Items listed in a dataset:

--- START ---

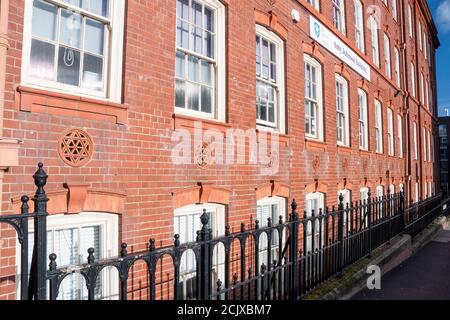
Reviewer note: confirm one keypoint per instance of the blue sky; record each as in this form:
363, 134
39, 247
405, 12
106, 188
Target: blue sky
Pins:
441, 14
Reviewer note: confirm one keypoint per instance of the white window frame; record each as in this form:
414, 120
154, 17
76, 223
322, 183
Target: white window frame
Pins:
281, 203
280, 108
387, 56
374, 41
415, 141
364, 196
397, 67
379, 126
359, 25
392, 189
320, 197
344, 112
218, 108
390, 131
400, 135
363, 121
113, 55
341, 10
319, 102
109, 233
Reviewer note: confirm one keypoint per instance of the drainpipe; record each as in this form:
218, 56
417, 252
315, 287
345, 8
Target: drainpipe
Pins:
404, 87
9, 148
419, 113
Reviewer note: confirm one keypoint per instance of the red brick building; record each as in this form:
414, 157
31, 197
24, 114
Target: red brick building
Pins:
96, 90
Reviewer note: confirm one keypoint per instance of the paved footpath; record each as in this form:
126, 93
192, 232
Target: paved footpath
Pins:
426, 275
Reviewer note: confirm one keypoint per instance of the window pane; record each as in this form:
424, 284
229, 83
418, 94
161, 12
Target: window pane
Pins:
78, 3
94, 37
209, 45
206, 99
42, 59
193, 67
70, 29
258, 56
68, 66
93, 72
44, 20
183, 9
206, 72
99, 7
180, 65
180, 93
271, 112
196, 39
193, 96
209, 20
265, 59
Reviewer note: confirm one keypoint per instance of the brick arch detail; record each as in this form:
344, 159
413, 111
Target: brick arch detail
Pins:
200, 194
344, 184
272, 189
270, 21
78, 198
367, 183
362, 83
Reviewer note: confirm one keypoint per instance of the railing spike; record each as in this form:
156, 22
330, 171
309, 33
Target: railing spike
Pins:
52, 264
91, 258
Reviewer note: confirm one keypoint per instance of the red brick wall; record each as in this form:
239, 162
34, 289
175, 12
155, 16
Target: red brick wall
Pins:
134, 158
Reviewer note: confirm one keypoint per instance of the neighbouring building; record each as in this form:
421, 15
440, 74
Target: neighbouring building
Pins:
444, 123
102, 92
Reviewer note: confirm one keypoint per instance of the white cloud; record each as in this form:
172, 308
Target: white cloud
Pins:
443, 16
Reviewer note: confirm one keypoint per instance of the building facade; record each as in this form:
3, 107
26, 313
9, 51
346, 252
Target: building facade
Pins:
103, 92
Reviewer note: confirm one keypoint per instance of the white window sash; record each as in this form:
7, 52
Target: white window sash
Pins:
319, 104
280, 112
112, 56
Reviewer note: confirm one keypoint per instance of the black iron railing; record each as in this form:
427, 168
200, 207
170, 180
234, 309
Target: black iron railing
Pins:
282, 260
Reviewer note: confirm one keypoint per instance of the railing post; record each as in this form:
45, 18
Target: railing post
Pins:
40, 234
341, 235
205, 253
293, 251
369, 221
402, 210
123, 275
24, 250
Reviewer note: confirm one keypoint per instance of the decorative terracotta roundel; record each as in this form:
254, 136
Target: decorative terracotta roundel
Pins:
75, 147
203, 155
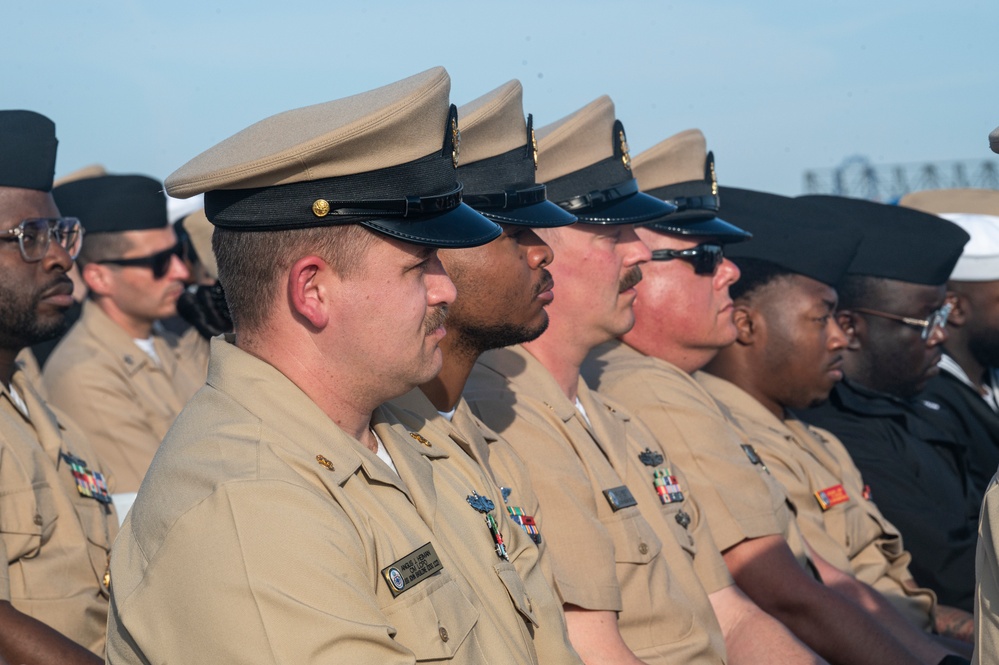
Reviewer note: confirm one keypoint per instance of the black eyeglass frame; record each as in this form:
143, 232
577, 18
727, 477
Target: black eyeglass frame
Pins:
67, 231
158, 263
705, 257
936, 319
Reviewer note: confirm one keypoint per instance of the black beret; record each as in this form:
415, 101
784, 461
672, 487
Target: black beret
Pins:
114, 203
27, 150
791, 233
899, 243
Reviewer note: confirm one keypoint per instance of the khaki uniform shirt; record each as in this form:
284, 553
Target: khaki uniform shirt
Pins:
613, 550
54, 541
741, 498
987, 580
122, 399
264, 534
838, 521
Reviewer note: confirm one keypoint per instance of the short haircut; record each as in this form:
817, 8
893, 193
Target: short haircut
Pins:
99, 247
252, 263
755, 274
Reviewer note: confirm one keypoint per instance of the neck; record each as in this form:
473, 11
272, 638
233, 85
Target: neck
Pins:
444, 390
732, 365
561, 358
962, 356
7, 358
347, 400
657, 346
135, 328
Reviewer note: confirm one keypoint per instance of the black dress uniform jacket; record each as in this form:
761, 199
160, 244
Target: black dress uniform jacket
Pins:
978, 425
917, 472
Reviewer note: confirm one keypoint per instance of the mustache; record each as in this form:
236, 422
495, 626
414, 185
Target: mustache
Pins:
435, 319
633, 277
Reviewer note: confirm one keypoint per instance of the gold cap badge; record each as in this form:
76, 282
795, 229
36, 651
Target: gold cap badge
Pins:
320, 207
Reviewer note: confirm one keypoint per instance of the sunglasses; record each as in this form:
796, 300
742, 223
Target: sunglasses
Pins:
159, 262
937, 319
34, 235
705, 258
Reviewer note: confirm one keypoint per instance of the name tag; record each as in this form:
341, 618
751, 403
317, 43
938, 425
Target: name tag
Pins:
831, 496
412, 569
620, 497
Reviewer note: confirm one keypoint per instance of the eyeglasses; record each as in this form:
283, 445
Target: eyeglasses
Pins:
159, 262
34, 235
936, 320
705, 258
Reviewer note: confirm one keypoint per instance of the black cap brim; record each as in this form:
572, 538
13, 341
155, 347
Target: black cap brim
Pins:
714, 228
637, 208
459, 227
543, 214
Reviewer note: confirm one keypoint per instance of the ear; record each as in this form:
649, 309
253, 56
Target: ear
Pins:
959, 315
854, 326
309, 290
99, 279
747, 324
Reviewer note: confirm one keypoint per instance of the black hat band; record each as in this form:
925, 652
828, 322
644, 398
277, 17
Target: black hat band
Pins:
385, 193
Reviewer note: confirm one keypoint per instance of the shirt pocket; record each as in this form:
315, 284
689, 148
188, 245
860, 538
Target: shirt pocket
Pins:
27, 519
518, 593
633, 538
435, 621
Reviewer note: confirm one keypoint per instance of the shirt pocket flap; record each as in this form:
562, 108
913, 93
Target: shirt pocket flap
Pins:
435, 622
515, 587
27, 518
634, 540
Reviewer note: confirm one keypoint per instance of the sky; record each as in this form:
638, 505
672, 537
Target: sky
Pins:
778, 87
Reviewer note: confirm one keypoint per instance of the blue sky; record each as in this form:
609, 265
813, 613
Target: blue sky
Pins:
777, 87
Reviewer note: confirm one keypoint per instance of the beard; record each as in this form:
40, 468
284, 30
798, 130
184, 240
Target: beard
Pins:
20, 323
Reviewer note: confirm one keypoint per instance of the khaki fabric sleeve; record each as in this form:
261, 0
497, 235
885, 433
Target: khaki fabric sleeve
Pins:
272, 575
578, 543
987, 575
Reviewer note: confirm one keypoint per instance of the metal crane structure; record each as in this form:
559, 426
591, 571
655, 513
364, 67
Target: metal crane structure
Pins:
858, 178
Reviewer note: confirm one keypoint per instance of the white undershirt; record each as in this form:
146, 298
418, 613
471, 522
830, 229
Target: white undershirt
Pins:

--- END ---

• WORK ORDER: What you return must match each record exactly and contain no images.

• SOLUTION TO THIS TASK:
Reviewer note: confirm one keypoint per instance of the blue sky; record each as in this form:
363, 134
39, 247
405, 12
106, 188
Target: blue sky
Pins:
441, 14
Reviewer note: confirm one keypoint per instance of the white window frame; record each as in this form:
414, 120
154, 17
76, 223
322, 183
Target: white window frame
Pins:
281, 203
280, 108
387, 56
374, 41
415, 141
364, 196
397, 67
379, 126
359, 25
392, 189
320, 197
344, 112
218, 108
390, 131
400, 135
363, 121
113, 55
341, 10
319, 102
109, 233
Reviewer note: confirm one keypoint per instance of the drainpipe; record each as in this form:
218, 56
417, 252
315, 287
345, 8
Target: drainpipe
Pins:
404, 87
9, 148
419, 113
Reviewer note: confirm one keypoint per instance of the red brick building; record each as in this form:
414, 157
31, 197
24, 114
Target: red brick building
Pins:
96, 90
Reviewer note: confirm one keypoint per instance of the paved footpath; record each as in this form:
126, 93
192, 232
Target: paved footpath
Pins:
426, 275
Reviewer note: confirm one keypoint per instance of the window pane; record each as in this form:
424, 284
229, 83
418, 94
161, 12
Target: window pane
Pins:
78, 3
94, 37
209, 45
206, 99
42, 59
193, 67
70, 29
258, 56
68, 66
93, 72
44, 20
183, 9
206, 72
99, 7
180, 65
180, 93
271, 112
196, 39
193, 96
209, 20
265, 59
Reviewer note: confirm one keypoint per instance of the brick arch detail; record each as in this form:
344, 159
413, 111
Target: brick arch detail
Pins:
200, 194
344, 184
272, 189
270, 21
78, 198
367, 183
362, 83
Reviewer note: confirm one keypoint per instance of the railing spike; record each as in this form:
156, 22
330, 171
309, 33
Target: railing spike
Pins:
52, 264
91, 258
Reviewer note: confirm one keypoint per instance of the red brick wall; record each as in this form:
239, 162
34, 289
175, 12
155, 16
Target: red brick wall
Pins:
134, 158
Reviewer note: confirm one keypoint per instance of the neighbouring building; record each as in this form:
421, 15
440, 74
Target: neighbouring building
Pins:
444, 123
102, 92
Reviewer note: confirm one keypoint per instance of the white cloud; record each as in this form:
172, 308
Target: white cloud
Pins:
443, 16
Reviewer note: confirm one keypoint per instance of the building facade; record each as in this form:
3, 107
26, 313
9, 51
346, 252
Target: building facade
Pins:
103, 92
Reviewer note: confirm one keypoint per instance of the white window sash; record each as in this form:
7, 52
Target: white window sash
Pins:
319, 104
280, 112
112, 56
Reviewer note: confirm one keypoint per instance of the black iron railing; record each as in this form:
427, 168
200, 207
170, 180
234, 309
Target: black iron railing
Pins:
282, 260
Reviewer note: confirm one keypoint per instance of the railing post; record each as in this form:
45, 18
Target: railing post
Pins:
40, 234
341, 235
205, 253
293, 251
369, 221
402, 210
123, 275
24, 250
Reviewer note: confirm one keypoint per instance of the decorative terracotta roundel; record each as in this form:
254, 136
Target: decorative terracotta roundel
Pins:
75, 147
203, 155
Reviewer note: confirm one keypoint per instance of the black eyeglass frame; record each as in this form:
143, 232
577, 18
727, 477
Target: black eyeglass frame
Pins:
67, 231
158, 263
705, 257
936, 319
Reviewer note: confirm one keypoint per instance of the black beret; record each as in this form:
415, 101
784, 461
672, 487
Target: black beret
Pins:
114, 203
27, 150
791, 233
899, 243
Reviewer note: confirm one keypoint per instance of the khaki uniform shirt; record each as in this form:
284, 553
Target: khaki uniform shirt
Pins:
613, 550
54, 541
741, 498
987, 580
122, 399
264, 534
838, 521
Reviewer note: confirm one keypoint per instance of the short haircut; record each as in this form:
817, 8
893, 193
Target: short haircut
Pins:
99, 247
252, 263
755, 274
Reviewer note: confirm one keypoint per instance of the neck; record each as in this form:
473, 11
272, 638
233, 85
Target: neck
Pins:
444, 390
732, 365
561, 358
962, 356
7, 358
347, 400
657, 346
135, 328
Reviewer note: confirm one keypoint per instance of the black dress uniform jacket; record each as in this form:
761, 199
160, 244
Target: black dress uniform jacket
Pins:
978, 425
917, 472
Reviewer note: confirm one keypoint per instance of the mustache; record each as in this form:
236, 422
495, 626
414, 185
Target: mustache
Pins:
435, 319
633, 277
Reviewer note: confirm one keypoint per instance of the gold cap badge; record each as in this form:
76, 282
795, 229
36, 651
Target: gold cap badge
Pins:
320, 207
Reviewer note: confirm one keypoint per instance of the sunglasses; record each as in this form:
796, 300
742, 223
Target: sunglasses
Pins:
159, 262
937, 319
34, 235
705, 258
Reviewer note: confirm one keypoint per instance of the name tag; record each as in this form:
341, 618
751, 403
317, 43
938, 425
Target: name tag
Pins:
831, 496
412, 569
620, 497
Reviewer note: confirm one keypoint per instance of the eyeglasses; record each as in this form:
283, 445
Target: eyeglasses
Pins:
159, 262
34, 235
936, 320
705, 258
Reviewer note: confirm one keypoint per instance of the black cap brim; record each as in this form:
572, 538
13, 341
155, 347
Target: black cap brim
Pins:
714, 228
637, 208
459, 227
543, 214
Reviewer note: confirm one keypoint per instance of the ear; record each as in this form:
649, 309
253, 56
Target: ear
Pins:
959, 315
854, 326
309, 290
99, 279
747, 324
Reviewer note: confirm one keypoint per instance of the black hat band; record each as in this form:
925, 652
828, 322
644, 398
277, 17
Target: black hat band
Pins:
385, 193
Reviewer note: confirm one keypoint per instance of the shirt pocket; record each as in this form:
315, 284
689, 148
188, 245
860, 538
Target: shirt pocket
Pins:
27, 519
518, 593
633, 538
435, 621
Reviewer note: confirm one keypoint per instance of the shirt pocket flap; record each as in this form:
562, 108
913, 93
Target: shirt pocket flap
Pins:
435, 622
515, 587
27, 518
634, 540
Reviewer note: confirm one keypoint per instance of the sky; record each as in this form:
638, 505
672, 537
Target: sky
Pins:
778, 87
Reviewer note: confirm one keypoint per instance of the blue sky; record each as in this form:
609, 265
813, 613
Target: blue sky
Pins:
777, 87
Reviewer note: confirm one keypoint per instance of the beard; record each as in this form:
40, 468
284, 30
798, 130
184, 240
Target: beard
Pins:
20, 323
Reviewer note: confirm one keypoint per instance of the khaki fabric sleeve; record each as in this form:
261, 0
497, 235
885, 433
Target: khaki fabric sleeve
Pins:
272, 575
578, 543
987, 575
Reviewer note: confirm one keypoint per instance of the metal crane structure; record each as in this form:
559, 426
591, 571
655, 513
364, 67
Target: metal crane structure
Pins:
858, 178
Reviewer note: confirm one keypoint per instance of the white undershirt; record each as in this form:
146, 298
418, 613
471, 522
830, 229
Target: white undershirt
Pins:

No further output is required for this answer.